*What the task asks:* Rewrite all the records below, changing every "farthest from its outline" to "farthest from its border" and leaving everything else unchanged.

*Material shown:*
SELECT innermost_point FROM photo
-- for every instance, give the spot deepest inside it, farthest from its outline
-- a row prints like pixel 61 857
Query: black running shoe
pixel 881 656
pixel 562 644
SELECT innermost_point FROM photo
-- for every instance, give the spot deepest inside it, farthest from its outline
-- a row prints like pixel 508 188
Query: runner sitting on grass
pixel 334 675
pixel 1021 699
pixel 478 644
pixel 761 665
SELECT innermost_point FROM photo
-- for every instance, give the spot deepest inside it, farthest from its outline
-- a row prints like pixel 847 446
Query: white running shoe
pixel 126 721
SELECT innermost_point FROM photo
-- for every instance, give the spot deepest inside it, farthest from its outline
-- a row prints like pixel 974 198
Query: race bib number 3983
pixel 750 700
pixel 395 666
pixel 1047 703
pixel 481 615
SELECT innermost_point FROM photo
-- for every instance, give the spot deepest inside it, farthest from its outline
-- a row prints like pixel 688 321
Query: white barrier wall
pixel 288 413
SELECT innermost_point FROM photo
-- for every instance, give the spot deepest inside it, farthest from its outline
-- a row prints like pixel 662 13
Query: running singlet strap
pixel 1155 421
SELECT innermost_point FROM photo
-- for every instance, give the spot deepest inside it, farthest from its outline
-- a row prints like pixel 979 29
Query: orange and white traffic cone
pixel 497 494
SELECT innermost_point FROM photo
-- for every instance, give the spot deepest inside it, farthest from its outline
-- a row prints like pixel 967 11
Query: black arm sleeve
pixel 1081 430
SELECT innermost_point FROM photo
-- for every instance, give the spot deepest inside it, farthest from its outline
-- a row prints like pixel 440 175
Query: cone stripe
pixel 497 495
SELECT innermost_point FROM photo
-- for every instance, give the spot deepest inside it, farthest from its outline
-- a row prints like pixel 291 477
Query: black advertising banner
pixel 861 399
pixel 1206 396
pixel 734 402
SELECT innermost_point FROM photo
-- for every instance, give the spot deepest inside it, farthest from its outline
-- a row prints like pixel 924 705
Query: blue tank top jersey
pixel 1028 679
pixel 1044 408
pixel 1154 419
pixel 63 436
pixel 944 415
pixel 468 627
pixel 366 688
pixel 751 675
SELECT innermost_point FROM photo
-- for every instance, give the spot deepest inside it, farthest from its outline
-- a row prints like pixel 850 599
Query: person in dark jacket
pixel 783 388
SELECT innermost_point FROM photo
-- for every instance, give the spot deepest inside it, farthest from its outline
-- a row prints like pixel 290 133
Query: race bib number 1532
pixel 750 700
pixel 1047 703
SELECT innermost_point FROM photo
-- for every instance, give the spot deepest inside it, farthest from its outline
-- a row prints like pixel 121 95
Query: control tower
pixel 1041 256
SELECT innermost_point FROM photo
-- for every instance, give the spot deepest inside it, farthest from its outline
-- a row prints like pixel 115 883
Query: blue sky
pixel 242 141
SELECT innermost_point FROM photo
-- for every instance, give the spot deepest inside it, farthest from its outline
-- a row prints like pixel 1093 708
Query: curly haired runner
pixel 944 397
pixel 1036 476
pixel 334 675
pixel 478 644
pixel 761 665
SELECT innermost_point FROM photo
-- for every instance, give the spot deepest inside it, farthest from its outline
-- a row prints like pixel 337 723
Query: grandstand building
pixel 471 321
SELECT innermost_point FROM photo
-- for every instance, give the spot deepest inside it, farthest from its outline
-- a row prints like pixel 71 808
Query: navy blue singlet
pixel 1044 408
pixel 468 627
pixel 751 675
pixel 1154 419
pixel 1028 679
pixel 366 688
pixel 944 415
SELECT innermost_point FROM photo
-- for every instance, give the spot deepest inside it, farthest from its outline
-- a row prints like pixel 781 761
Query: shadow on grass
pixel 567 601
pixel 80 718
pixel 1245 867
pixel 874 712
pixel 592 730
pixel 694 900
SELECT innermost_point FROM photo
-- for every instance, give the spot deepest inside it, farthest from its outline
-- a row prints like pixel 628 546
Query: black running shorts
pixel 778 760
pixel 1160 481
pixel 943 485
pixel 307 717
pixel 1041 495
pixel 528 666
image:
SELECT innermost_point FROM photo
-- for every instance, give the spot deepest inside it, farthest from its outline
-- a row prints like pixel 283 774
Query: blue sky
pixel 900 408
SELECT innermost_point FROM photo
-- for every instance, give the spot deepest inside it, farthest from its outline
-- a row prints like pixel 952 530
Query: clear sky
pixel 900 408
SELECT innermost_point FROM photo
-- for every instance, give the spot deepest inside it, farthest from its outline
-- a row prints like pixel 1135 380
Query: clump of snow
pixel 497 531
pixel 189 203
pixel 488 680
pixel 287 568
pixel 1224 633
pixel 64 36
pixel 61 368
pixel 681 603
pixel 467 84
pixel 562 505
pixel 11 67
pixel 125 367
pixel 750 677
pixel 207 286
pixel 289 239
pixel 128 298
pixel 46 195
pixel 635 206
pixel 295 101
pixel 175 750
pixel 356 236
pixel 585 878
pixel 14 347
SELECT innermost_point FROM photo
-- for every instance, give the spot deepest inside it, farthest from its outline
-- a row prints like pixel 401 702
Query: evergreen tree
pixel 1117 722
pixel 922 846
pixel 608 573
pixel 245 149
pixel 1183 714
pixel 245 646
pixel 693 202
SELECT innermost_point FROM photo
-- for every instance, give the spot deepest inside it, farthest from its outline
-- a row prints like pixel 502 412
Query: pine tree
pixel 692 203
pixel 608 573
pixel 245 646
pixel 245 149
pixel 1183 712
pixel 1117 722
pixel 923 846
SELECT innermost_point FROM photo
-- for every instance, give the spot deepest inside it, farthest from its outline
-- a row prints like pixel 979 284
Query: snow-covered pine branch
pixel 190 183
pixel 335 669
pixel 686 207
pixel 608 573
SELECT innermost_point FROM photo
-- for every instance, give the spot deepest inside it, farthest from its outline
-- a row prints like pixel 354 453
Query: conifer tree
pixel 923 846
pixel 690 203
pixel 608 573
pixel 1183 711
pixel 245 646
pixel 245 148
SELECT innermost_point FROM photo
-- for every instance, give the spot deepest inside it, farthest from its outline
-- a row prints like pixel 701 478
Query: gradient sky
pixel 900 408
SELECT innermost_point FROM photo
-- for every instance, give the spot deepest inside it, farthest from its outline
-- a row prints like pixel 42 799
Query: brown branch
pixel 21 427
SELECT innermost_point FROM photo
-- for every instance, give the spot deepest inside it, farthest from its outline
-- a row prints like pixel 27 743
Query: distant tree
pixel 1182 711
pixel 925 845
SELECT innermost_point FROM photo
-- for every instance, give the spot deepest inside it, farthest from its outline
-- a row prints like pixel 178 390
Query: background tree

*Output of the task:*
SELECT innermost_point FROM photo
-- for every instance, give the spot deepest inside it, farthest from its border
-- a row prints like pixel 61 857
Query: black running shoe
pixel 881 656
pixel 562 644
SELECT innermost_point FROM photo
-- for every instance, give the spot deepest inside it, farthest from its border
-- a row prints like pixel 508 188
Query: runner sitting on grass
pixel 334 675
pixel 1021 699
pixel 478 644
pixel 761 665
SELECT innermost_point FROM photo
-- for every instance, give the spot deepest inside it, farthest from its border
-- a row prints like pixel 847 446
Query: white running shoe
pixel 126 721
SELECT innermost_point FROM photo
-- for every instance, give the spot deepest inside it, farthest from its border
-- a row prints like pixel 974 198
Query: race bib number 3983
pixel 750 700
pixel 395 666
pixel 1047 703
pixel 481 615
SELECT innermost_point FROM photo
-- for every instance, give the spot deepest inside it, farthest from its border
-- a row prints like pixel 688 321
Query: white barrier wall
pixel 288 413
SELECT innermost_point FROM photo
-- for every instance, give the spot deepest inside it, farthest from its border
-- a row prints like pixel 662 13
Query: running singlet strap
pixel 1155 421
SELECT innermost_point FROM photo
-- for every instance, give the spot deepest inside it, farthest from its border
-- a row prints like pixel 979 29
Query: orange and white traffic cone
pixel 497 494
SELECT innermost_point FROM photo
-- for every instance, give the spot deepest inside it, farthest from its border
-- a row prints like pixel 967 11
Query: black arm sleeve
pixel 1081 430
SELECT innermost_point FROM photo
-- for every instance, give the spot deepest inside it, farthest from its border
-- a row prints like pixel 440 175
Query: cone stripe
pixel 497 495
SELECT innermost_point FROM photo
-- for every instance, give the spot deepest inside it, farthest from its border
-- a row prints like pixel 291 477
Query: black advertising banner
pixel 861 399
pixel 1206 396
pixel 734 402
SELECT innermost_point FROM photo
-- for every instance, give the spot deepest inside it, farthest from its border
-- a row prints like pixel 924 705
Query: blue tank top jersey
pixel 1028 679
pixel 1044 408
pixel 1154 419
pixel 63 436
pixel 944 415
pixel 468 627
pixel 366 688
pixel 751 675
SELECT innermost_point FROM photo
-- for every instance, give the spot deepest inside it, farthest from its border
-- a row prints like pixel 850 599
Query: person in dark jacket
pixel 783 388
SELECT innermost_point FROM photo
-- for every instance, give the spot deepest inside it, farthest from its border
-- a row prints like pixel 290 133
Query: race bib number 1532
pixel 750 700
pixel 1047 703
SELECT innermost_point FROM photo
-- for every instance, give the spot deepest inside it, farthest from its border
-- a row prints like pixel 121 95
Query: control tower
pixel 1041 256
SELECT innermost_point FROM photo
-- for every instance, give the spot deepest inside it, farthest from its border
-- a row prints like pixel 115 883
Query: blue sky
pixel 242 141
SELECT innermost_point FROM photo
-- for every instance, give the spot deepest inside it, farthest from its border
-- a row prints like pixel 1093 708
Query: curly haired runner
pixel 944 397
pixel 1036 476
pixel 334 675
pixel 478 644
pixel 761 665
SELECT innermost_point FROM photo
-- for every instance, give the spot deepest inside it, farthest from its border
-- a row prints like pixel 337 723
Query: grandstand building
pixel 471 321
SELECT innermost_point FROM photo
-- for every instance, give the spot deepest inside it, farthest from its border
-- a row prints like pixel 71 808
Query: navy blue singlet
pixel 1044 408
pixel 468 627
pixel 751 675
pixel 1154 419
pixel 1028 679
pixel 366 688
pixel 944 415
SELECT innermost_point FROM photo
-- for every instance, give the spot deepest inside it, farthest from its border
-- a row prints like pixel 781 761
Query: shadow on grass
pixel 567 601
pixel 80 718
pixel 1245 867
pixel 874 712
pixel 592 730
pixel 694 900
SELECT innermost_point FROM photo
-- for every instance, give the spot deepest inside it, farthest from its border
-- a row prints like pixel 628 546
Query: black running shorts
pixel 778 760
pixel 1160 481
pixel 943 485
pixel 307 717
pixel 1041 495
pixel 528 666
image:
SELECT innermost_point FROM photo
-- for every instance, give the spot deepest inside it, farthest from its border
-- a row prints like pixel 283 774
Query: blue sky
pixel 900 408
SELECT innermost_point FROM photo
-- for every instance, give the spot deepest inside it, farthest from its border
-- a row prints like pixel 952 530
Query: clear sky
pixel 900 408
SELECT innermost_point FROM photo
-- for every instance, give the spot deepest inside it, farthest from its border
-- a row prints like pixel 1135 380
Query: clump of snow
pixel 497 531
pixel 189 203
pixel 488 680
pixel 287 568
pixel 1224 633
pixel 64 36
pixel 61 368
pixel 681 603
pixel 467 84
pixel 562 505
pixel 11 67
pixel 125 367
pixel 750 677
pixel 207 286
pixel 289 239
pixel 128 298
pixel 46 195
pixel 635 206
pixel 295 101
pixel 175 750
pixel 356 236
pixel 585 878
pixel 14 347
SELECT innermost_point FROM photo
-- for every instance, give the spot deepest inside it, farthest from its border
-- a row prints like pixel 401 702
Query: evergreen tree
pixel 1117 722
pixel 922 846
pixel 608 573
pixel 245 149
pixel 1183 714
pixel 245 646
pixel 693 202
SELECT innermost_point FROM photo
-- for every instance, give the spot deepest inside it, farthest from its border
-- a row prints like pixel 502 412
Query: pine tree
pixel 692 203
pixel 608 573
pixel 245 646
pixel 245 149
pixel 1183 712
pixel 1117 722
pixel 923 846
SELECT innermost_point FROM photo
-- for every instance, give the spot deepest inside it, farthest from its border
-- a row prints like pixel 979 284
Query: snow-covered pine branch
pixel 190 183
pixel 335 669
pixel 686 207
pixel 608 573
SELECT innermost_point FROM photo
-- for every instance, give the spot deepest inside it, farthest from its border
-- a row prints like pixel 354 453
Query: conifer tree
pixel 923 846
pixel 690 203
pixel 608 573
pixel 1183 711
pixel 245 646
pixel 245 148
SELECT innermost_point FROM photo
-- for every instance, give the spot deepest inside it, farthest from its border
-- a row prints like pixel 701 478
Query: gradient sky
pixel 900 408
SELECT innermost_point FROM photo
-- for every instance, give the spot deepest inside it, farthest from its border
-- a row prints like pixel 42 799
Query: brown branch
pixel 21 427
SELECT innermost_point FROM photo
-- for every instance, give the spot deepest inside it, farthest from its border
-- a row prints like pixel 27 743
Query: distant tree
pixel 1182 711
pixel 925 845
SELECT innermost_point FROM photo
-- for every instance, give the spot deepest inside it, farthest from its border
-- a row prints like pixel 178 390
Query: background tree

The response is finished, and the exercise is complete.